Written exercise
Copy out every row below word for word, leaving out the pictures.

Data to use
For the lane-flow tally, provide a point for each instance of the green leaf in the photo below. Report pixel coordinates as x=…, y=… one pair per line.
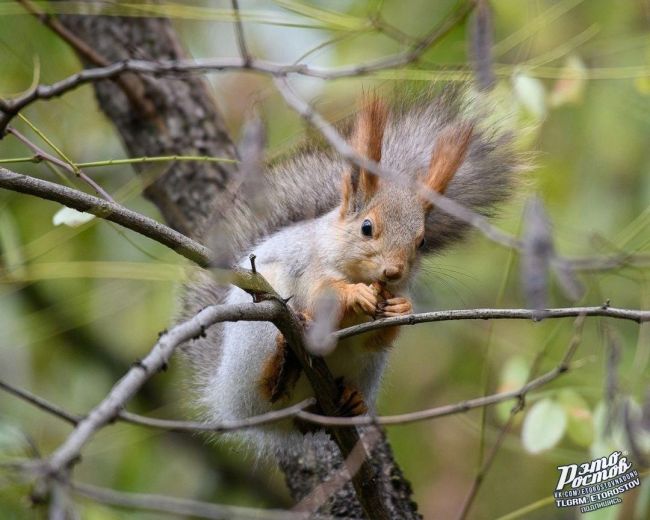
x=531, y=94
x=580, y=425
x=513, y=376
x=544, y=426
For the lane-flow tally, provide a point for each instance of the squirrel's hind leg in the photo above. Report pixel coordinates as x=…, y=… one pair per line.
x=282, y=370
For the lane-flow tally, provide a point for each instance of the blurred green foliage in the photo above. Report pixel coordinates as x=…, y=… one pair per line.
x=78, y=305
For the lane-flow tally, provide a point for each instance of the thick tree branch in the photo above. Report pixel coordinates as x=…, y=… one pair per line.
x=155, y=361
x=108, y=210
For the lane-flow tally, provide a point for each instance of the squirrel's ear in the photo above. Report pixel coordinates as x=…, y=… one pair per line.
x=360, y=185
x=448, y=154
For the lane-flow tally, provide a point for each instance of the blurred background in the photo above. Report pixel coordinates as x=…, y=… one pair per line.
x=79, y=304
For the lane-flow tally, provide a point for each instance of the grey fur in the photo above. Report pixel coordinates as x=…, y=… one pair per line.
x=307, y=187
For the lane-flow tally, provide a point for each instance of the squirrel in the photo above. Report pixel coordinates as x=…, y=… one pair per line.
x=338, y=233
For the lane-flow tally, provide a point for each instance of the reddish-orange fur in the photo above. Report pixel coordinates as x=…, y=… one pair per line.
x=448, y=154
x=367, y=141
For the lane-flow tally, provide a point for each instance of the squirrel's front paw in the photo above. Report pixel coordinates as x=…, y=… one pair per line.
x=396, y=306
x=351, y=402
x=361, y=298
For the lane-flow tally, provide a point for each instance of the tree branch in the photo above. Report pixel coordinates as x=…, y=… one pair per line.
x=107, y=210
x=155, y=361
x=639, y=316
x=178, y=506
x=11, y=107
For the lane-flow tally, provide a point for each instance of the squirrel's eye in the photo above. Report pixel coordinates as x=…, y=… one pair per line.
x=366, y=228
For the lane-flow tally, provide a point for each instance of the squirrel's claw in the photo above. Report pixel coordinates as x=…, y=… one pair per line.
x=362, y=299
x=351, y=402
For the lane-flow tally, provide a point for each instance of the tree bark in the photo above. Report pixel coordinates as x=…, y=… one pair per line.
x=185, y=121
x=176, y=116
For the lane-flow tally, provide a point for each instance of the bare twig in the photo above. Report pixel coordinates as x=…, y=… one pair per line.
x=164, y=424
x=178, y=506
x=561, y=368
x=39, y=402
x=108, y=210
x=155, y=361
x=239, y=30
x=639, y=316
x=43, y=155
x=109, y=71
x=145, y=106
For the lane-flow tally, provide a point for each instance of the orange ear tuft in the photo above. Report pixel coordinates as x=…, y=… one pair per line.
x=360, y=185
x=448, y=154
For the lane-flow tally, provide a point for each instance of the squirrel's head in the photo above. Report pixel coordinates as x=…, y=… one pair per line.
x=381, y=224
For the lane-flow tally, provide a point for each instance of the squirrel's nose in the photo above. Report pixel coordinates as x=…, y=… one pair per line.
x=393, y=272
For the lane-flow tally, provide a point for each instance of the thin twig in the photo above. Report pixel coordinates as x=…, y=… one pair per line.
x=109, y=71
x=179, y=506
x=561, y=368
x=239, y=31
x=639, y=316
x=87, y=53
x=140, y=372
x=164, y=424
x=44, y=156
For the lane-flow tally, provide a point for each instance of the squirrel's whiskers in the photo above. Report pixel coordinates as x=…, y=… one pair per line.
x=335, y=233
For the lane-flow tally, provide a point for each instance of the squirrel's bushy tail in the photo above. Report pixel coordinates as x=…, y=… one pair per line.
x=308, y=185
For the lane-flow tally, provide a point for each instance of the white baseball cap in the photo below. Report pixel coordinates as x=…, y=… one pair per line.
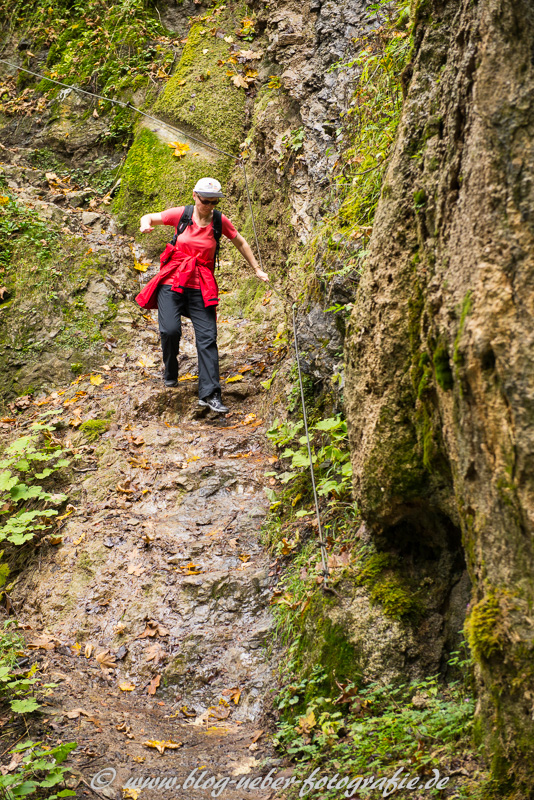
x=208, y=187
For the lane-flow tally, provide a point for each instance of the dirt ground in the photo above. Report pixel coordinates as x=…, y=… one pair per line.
x=149, y=604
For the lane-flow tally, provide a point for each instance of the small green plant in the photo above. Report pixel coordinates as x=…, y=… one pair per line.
x=364, y=141
x=375, y=728
x=94, y=428
x=40, y=771
x=26, y=466
x=274, y=82
x=331, y=459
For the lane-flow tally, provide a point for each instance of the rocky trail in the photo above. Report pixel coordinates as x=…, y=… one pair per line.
x=148, y=606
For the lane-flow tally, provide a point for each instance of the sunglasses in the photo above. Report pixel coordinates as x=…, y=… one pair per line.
x=208, y=202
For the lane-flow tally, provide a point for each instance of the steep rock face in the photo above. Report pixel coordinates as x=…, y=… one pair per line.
x=439, y=351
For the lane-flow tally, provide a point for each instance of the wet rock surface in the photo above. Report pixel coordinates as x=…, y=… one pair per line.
x=159, y=584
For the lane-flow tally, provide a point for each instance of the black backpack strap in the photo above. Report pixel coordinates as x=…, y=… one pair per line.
x=185, y=220
x=217, y=232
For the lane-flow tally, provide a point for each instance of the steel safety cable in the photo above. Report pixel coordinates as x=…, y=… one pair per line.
x=124, y=105
x=321, y=542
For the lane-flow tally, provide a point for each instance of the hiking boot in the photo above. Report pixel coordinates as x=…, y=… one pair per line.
x=214, y=402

Correct output
For the lane-flow tally, provide a point for each instance of the green leaf in the photo below. Report pixel coordinates as x=…, y=… one pair per line.
x=531, y=94
x=580, y=425
x=513, y=376
x=544, y=426
For the lane-flow tally, provide a point for each instance of the squirrel's hind leg in the photo above. Report pixel coordinates as x=…, y=… one pair per line.
x=282, y=370
For the lane-flow tally, provide a point for each instance of the blurred green foliage in the photo above. Report pixel coordinates as x=…, y=… one pair per line.
x=78, y=305
For the lane-flow tally, provide a point for each instance of the thick tree branch in the photo above. Report pixel coordinates as x=…, y=… one pair per line.
x=155, y=361
x=108, y=210
For the lane-flow tally, provide a point for each instance of the squirrel's ear in the photo above. Report pixel coordinates as x=…, y=… one pair per line.
x=360, y=185
x=448, y=154
For the lane-flow tally, provide a point for each instance of the blurred background in the photo above. Report pixel coordinates as x=…, y=… one pair per line.
x=79, y=304
For the lane-flow tally, provide a point for each instance of the grey fur in the photo above. Report pixel coordinates as x=…, y=… one pair per line.
x=307, y=187
For the lane-flow tally, provide a point for each instance of the squirrel in the photo above. Report pixel coordinates as x=…, y=… one pair per line.
x=338, y=233
For the lane-flow tally, provide a point for each instance of the reddish-orange fur in the photo above. Report pixel coordinates as x=…, y=… one pair per line.
x=448, y=154
x=367, y=141
For the lane-flow tally, provide a point for each instance of the squirrel's front paw in the photo above. Report pixel coordinates as x=…, y=… one pair per line.
x=396, y=306
x=351, y=402
x=361, y=298
For the lane-flow tally, provide a point for each instance of the tree branch in the photo above. Report pixel coordinates as x=…, y=… one pair per line.
x=107, y=210
x=155, y=361
x=639, y=316
x=178, y=506
x=11, y=107
For the lane-flow tally, provide a point for each instance of the squirrel's eye in the photo above. Report pixel coordinates as x=…, y=… one pair per line.
x=366, y=228
For the lane-flow tally, provide a point for each instance of the squirrel's claw in the photo above. Report pixel coordinates as x=…, y=… one pair per line.
x=362, y=299
x=351, y=402
For the lane-flow tally, provide a point for each instance of the tree bark in the photo above. Report pixel coordinates as x=…, y=… one pair per line.
x=185, y=121
x=176, y=116
For the lane-flow tally, provide a point for each instance of the bare twig in the photo above. Report pixel coordinates as x=…, y=… one pair per line.
x=164, y=424
x=178, y=506
x=561, y=368
x=39, y=402
x=108, y=210
x=155, y=361
x=239, y=30
x=639, y=316
x=43, y=155
x=109, y=71
x=145, y=106
For the lane-flow tally, provide a point for each instance of the orange ear tuft in the photo above. Report pixel coordinates as x=…, y=… one pair per line.
x=360, y=185
x=448, y=154
For the lane-flow tally, provide a point for each instance of the squirrel's head in the photo above. Report pixel coordinates as x=…, y=… one pair per line.
x=381, y=224
For the lane-flow tally, provide a point for each instance of the squirrel's nose in the photo above. Report pixel coordinates as x=…, y=… one pair per line.
x=393, y=272
For the lane-flow tally, provide a point for each instance of the thin twig in the photo above. Report pixel coordinates as x=…, y=… one pair per line.
x=109, y=71
x=179, y=506
x=561, y=368
x=239, y=31
x=639, y=316
x=87, y=53
x=140, y=372
x=164, y=424
x=44, y=156
For the lane-flow tally, provide a point for each instance of the squirrel's whiskers in the photo above. Report pixel coordinates as x=…, y=… one pair per line.
x=335, y=233
For the lane-flow tally, provide a point for each instance of the squirrel's bushy tail in the photo above. Report pixel coordinates as x=…, y=… one pair per line.
x=308, y=185
For the lane-flow tally, provide a point for each instance of the white baseball cap in the photo below. Report pixel coordinates as x=…, y=… one pair per line.
x=208, y=187
For the lane-flow tally, provide a point for each instance of the dirt ground in the photo above. Report pixel coordinates as x=…, y=… one pair per line.
x=149, y=604
For the lane-flow tally, provide a point for each instance of the small green plant in the photo above. Report pixel coordinates as x=…, y=… one pair per line.
x=364, y=141
x=375, y=728
x=94, y=428
x=40, y=771
x=26, y=466
x=274, y=82
x=331, y=459
For the lane-flow tally, provide a point for each instance of the rocky trail in the photo above. Report pixel coordinates as x=…, y=… one pair per line.
x=148, y=606
For the lane-flow tally, provide a point for each instance of the sunglasses in the photo above. Report pixel coordinates as x=…, y=… one pair per line.
x=208, y=202
For the lane-flow tally, provide a point for each instance of the steep rock face in the photo above. Report pixel coordinates as x=…, y=… one pair per line.
x=439, y=351
For the lane-flow tally, provide a point for each instance of the wet rock surface in the photo above. Report pixel coordinates as x=…, y=… one pair per line.
x=159, y=584
For the lane-flow tally, provide a point for each instance of the black backpack strap in the photo above. Report pixel coordinates as x=…, y=… one pair per line.
x=185, y=220
x=217, y=232
For the lane-flow tally, provide a point for each instance of the steel safety cable in the photo above. Report pixel coordinates as x=…, y=… one pair per line.
x=124, y=105
x=321, y=542
For the lane-flow tally, provide a point for each instance of the hiking boot in the photo above. Report pixel coordinates as x=…, y=… one pair per line.
x=214, y=402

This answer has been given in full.